= Nathaniel Hooke (Jacobite) =

Irish soldier and diplomat for the King of France

Nathaniel Hooke (1664 – 25 October 1738) was an Irish soldier and diplomat for the King of France (both Louis XIV and Louis XV) and a Baron in the Jacobite Peerage of Ireland (as Baron Hooke of Hooke Castle, cr. 1708).

==Early life==
Born at Corballis in County Meath, he was the third son of John Hooke, of Drogheda and grandson of Alderman Thomas Hooke, of Dublin; his eldest brother was Judge John Hooke (1655–1712). Hooke received his early education at Kilkenny College.

In 1679, he entered Trinity College, Dublin but he left almost immediately, possibly on account of contention with non-conformist religious opinions. He went to Glasgow University in 1680, before being admitted a sizar at Sidney Sussex College, Cambridge on 6 July 1681.

(Records from an annotation dataset)
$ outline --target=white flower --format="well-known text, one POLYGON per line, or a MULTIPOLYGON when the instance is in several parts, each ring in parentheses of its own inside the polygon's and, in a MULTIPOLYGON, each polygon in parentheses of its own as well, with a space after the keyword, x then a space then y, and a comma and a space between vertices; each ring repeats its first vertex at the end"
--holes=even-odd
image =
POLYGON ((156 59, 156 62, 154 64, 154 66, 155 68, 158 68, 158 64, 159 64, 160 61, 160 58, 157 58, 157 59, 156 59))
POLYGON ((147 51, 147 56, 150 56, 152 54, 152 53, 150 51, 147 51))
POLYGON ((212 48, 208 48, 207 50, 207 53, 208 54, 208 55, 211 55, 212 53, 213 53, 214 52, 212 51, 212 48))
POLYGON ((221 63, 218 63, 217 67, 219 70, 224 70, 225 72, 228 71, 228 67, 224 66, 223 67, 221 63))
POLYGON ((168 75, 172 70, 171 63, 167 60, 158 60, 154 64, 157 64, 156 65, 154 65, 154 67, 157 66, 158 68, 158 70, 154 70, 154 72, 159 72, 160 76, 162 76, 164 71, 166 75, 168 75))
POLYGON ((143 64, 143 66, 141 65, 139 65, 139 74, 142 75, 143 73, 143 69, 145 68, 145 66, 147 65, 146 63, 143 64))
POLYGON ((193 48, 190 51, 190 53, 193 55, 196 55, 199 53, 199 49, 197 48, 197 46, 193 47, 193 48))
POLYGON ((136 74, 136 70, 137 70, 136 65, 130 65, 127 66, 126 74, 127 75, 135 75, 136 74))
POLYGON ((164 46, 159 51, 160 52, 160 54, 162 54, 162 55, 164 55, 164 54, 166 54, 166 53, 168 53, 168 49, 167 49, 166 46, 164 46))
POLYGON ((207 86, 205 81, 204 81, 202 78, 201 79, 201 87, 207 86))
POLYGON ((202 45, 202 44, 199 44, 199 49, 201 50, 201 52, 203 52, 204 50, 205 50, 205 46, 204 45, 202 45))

◆ **TASKS AND EXERCISES**
- A) Reproduce the passage on Nathaniel Hooke, starting with "In 1679, he" and going on through "6 July 1681.".
- B) Write out the rows word for word, starting with their first line and going on through the line with "POLYGON ((168 75, 172", with both ends included.

◆ **ANSWERS FOR THIS EXERCISE**
- A)
In 1679, he entered Trinity College, Dublin but he left almost immediately, possibly on account of contention with non-conformist religious opinions. He went to Glasgow University in 1680, before being admitted a sizar at Sidney Sussex College, Cambridge on 6 July 1681.

- B)
$ outline --target=white flower --format="well-known text, one POLYGON per line, or a MULTIPOLYGON when the instance is in several parts, each ring in parentheses of its own inside the polygon's and, in a MULTIPOLYGON, each polygon in parentheses of its own as well, with a space after the keyword, x then a space then y, and a comma and a space between vertices; each ring repeats its first vertex at the end"
--holes=even-odd
image =
POLYGON ((156 59, 156 62, 154 64, 154 66, 155 68, 158 68, 158 64, 159 64, 160 61, 160 58, 157 58, 157 59, 156 59))
POLYGON ((147 51, 147 56, 150 56, 152 54, 152 53, 150 51, 147 51))
POLYGON ((212 48, 208 48, 207 50, 207 53, 208 54, 208 55, 211 55, 212 53, 213 53, 214 52, 212 51, 212 48))
POLYGON ((221 63, 218 63, 217 67, 219 70, 224 70, 225 72, 228 71, 228 67, 224 66, 223 67, 221 63))
POLYGON ((168 75, 172 70, 171 63, 167 60, 158 60, 154 64, 157 64, 156 65, 154 65, 154 67, 157 66, 158 68, 158 70, 154 70, 154 72, 159 72, 160 76, 162 76, 164 71, 166 75, 168 75))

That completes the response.